» **TASK INPUT**
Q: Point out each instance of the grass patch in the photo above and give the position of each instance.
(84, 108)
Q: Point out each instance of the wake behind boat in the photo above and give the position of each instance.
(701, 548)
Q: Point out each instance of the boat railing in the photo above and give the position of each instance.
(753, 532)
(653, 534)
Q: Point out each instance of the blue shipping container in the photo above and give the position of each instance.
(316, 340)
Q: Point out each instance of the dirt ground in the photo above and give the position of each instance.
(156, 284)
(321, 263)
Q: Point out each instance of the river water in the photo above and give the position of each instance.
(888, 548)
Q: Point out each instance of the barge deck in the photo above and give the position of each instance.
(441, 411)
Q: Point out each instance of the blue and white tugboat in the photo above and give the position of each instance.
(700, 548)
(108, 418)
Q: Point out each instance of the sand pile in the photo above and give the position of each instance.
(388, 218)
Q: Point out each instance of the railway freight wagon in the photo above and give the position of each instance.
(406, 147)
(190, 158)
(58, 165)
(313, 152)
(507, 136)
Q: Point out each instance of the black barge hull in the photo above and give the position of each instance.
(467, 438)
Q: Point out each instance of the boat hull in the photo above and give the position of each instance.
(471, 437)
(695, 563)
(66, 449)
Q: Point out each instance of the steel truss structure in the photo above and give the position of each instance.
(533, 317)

» **GIVEN EXERCISE**
Could you copy out, word for word, the stretch of lines above running from the one containing "Q: Point out each instance of the steel" through the last one?

» **SOLUTION TO THE EXERCISE**
Q: Point out each instance of the steel truss structure in the photo above and give the position of each instance.
(533, 317)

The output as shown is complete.